## Work instruction
Would you return the entries exactly, with every line intact?

## Data under study
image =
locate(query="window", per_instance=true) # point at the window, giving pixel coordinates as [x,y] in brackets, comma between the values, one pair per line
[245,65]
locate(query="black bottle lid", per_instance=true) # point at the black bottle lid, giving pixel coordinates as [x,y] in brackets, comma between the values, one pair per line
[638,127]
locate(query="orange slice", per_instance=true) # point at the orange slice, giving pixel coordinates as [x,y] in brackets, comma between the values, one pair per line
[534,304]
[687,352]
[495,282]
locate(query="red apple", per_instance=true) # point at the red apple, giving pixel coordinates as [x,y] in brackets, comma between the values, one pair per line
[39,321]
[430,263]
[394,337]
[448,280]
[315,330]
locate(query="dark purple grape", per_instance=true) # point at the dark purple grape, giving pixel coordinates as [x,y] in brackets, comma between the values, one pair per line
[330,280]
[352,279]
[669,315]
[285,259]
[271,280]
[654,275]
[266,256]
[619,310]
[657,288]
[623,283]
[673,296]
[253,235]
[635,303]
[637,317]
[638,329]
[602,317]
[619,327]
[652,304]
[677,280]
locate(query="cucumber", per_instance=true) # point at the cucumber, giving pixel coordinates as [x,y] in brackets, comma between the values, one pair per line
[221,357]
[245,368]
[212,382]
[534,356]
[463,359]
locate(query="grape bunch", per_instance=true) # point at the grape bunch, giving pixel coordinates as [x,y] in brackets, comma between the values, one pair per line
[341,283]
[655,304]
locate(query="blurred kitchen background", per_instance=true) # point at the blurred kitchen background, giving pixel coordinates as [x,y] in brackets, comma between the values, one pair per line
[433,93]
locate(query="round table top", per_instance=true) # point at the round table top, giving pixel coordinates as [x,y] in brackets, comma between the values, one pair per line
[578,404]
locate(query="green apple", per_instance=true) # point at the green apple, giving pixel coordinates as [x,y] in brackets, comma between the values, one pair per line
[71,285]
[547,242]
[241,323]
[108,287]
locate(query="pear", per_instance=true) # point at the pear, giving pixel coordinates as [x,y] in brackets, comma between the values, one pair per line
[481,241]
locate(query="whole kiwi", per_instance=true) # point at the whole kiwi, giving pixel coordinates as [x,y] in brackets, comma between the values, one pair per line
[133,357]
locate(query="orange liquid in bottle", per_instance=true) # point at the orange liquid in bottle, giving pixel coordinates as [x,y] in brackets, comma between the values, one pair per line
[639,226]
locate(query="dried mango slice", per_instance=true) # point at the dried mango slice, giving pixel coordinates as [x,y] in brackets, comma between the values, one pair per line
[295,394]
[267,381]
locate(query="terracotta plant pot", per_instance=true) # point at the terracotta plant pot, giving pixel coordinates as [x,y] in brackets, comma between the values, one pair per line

## Final answer
image =
locate(query="window", per_instance=true) # point at the window, giving pixel coordinates as [x,y] in brackets, comma between the values, one pair per line
[245,65]
locate(query="black bottle lid", per_instance=true) # point at the black bottle lid, giving pixel coordinates as [x,y] in brackets, comma between the values, one pair per line
[638,127]
locate(query="orange slice", per_instance=true) # point at the orange slice, giving pixel coordinates as [x,y] in brackets, comma between the values, one pair per line
[534,304]
[687,352]
[495,282]
locate(query="red apple", per_instance=true) # point at the red apple, giving pixel coordinates as [x,y] in brackets, comma between the values, one pair per line
[39,321]
[430,263]
[394,337]
[448,280]
[315,330]
locate(query="dark purple grape", per_instance=true) # point at the dark purple grape, giving pixel coordinates as [x,y] in brackets, comma between the values, one pair per line
[330,280]
[352,279]
[669,315]
[285,259]
[271,280]
[654,275]
[266,256]
[619,310]
[657,288]
[623,283]
[673,296]
[253,235]
[635,303]
[637,317]
[638,329]
[602,317]
[619,327]
[652,304]
[677,280]
locate(query="cucumber", per_instance=true) # point at the cucumber, giving pixel coordinates as [x,y] in brackets, comma between the values, one pair per line
[221,357]
[245,368]
[212,382]
[534,356]
[463,359]
locate(query="grape bunch", per_instance=true) # point at the grape bunch, giving pixel coordinates as [x,y] in brackets, comma between the values, one pair per line
[341,283]
[655,304]
locate(query="blurred kitchen background", per_instance=true) # point at the blurred kitchen background, giving pixel coordinates as [x,y] in brackets, comma between the values, one pair per line
[433,93]
locate(query="round table top", per_instance=true) # point at the round table top, giving pixel coordinates as [x,y] in brackets, comma between the values, one pair per line
[578,404]
locate(query="green apple", per_instance=true) # point at the green apple, giving pixel coordinates as [x,y] in brackets, comma between the values, one pair per line
[71,285]
[547,242]
[241,323]
[108,287]
locate(query="pear", per_instance=true) # point at the pear, giving pixel coordinates as [x,y] in brackets, comma between the values, one pair per line
[481,241]
locate(query="whole kiwi", per_instance=true) # point at the whole kiwi, giving pixel coordinates as [x,y] in brackets, comma between the values, one pair per line
[133,357]
locate(query="orange liquid in bottle", per_instance=true) # point at the orange liquid in bottle, giving pixel coordinates as [x,y] in brackets, comma between the values, one pair per line
[639,226]
locate(query="dried mango slice", per_instance=true) # point at the dried mango slice, giving pixel coordinates as [x,y] in brackets, comma between the values, one pair per line
[295,394]
[267,381]
locate(query="terracotta plant pot", per_instance=true) # point at the terracotta plant pot, giving pixel coordinates as [x,y] in brackets, comma between the values, one pair per line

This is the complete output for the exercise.